* _ACTION ITEM_:
Could you please retype exactly the lines from the start of the records below through the line that contains "Category: racing motorcycle", both included, and leave out the pictures?

Referring expression pointing data
----------

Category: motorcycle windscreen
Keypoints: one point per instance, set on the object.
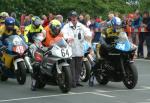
(61, 43)
(123, 46)
(15, 41)
(61, 49)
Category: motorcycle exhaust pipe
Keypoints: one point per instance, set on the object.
(28, 63)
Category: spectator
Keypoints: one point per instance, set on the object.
(27, 21)
(87, 20)
(45, 21)
(81, 19)
(146, 25)
(13, 14)
(60, 18)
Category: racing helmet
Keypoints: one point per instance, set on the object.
(36, 21)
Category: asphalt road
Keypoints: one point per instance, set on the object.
(11, 92)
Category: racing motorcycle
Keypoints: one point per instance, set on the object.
(12, 59)
(86, 64)
(53, 67)
(116, 63)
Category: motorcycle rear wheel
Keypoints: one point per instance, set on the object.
(65, 79)
(21, 73)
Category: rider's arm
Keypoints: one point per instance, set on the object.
(17, 30)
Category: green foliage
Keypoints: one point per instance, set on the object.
(93, 7)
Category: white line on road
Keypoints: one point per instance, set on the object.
(145, 60)
(144, 88)
(48, 96)
(105, 95)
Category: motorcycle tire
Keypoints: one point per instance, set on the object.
(3, 77)
(102, 80)
(66, 78)
(85, 72)
(131, 78)
(21, 73)
(39, 84)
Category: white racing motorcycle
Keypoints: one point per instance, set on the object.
(53, 66)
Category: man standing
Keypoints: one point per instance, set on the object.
(75, 32)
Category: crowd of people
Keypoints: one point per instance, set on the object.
(76, 29)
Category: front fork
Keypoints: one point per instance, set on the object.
(122, 67)
(28, 64)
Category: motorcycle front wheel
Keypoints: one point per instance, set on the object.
(65, 79)
(85, 72)
(21, 73)
(131, 78)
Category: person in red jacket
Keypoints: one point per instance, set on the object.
(52, 33)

----------

* _SOLVED PROBLEM_:
Category: motorcycle windscreen
Keypoints: one point per instance, set on the object.
(61, 43)
(123, 46)
(15, 41)
(61, 49)
Category: motorcycle exhaust pipe
Keypoints: one point per instance, set on the object.
(28, 63)
Category: spectator
Keypoints: one point per instance, set on the object.
(27, 21)
(87, 20)
(45, 21)
(81, 19)
(146, 25)
(13, 14)
(60, 18)
Category: racing helmet
Keypoints: one point per instance, set on the object.
(36, 21)
Category: asphalt road
Keypoints: one point per instance, set on the object.
(11, 92)
Category: racing motorcycle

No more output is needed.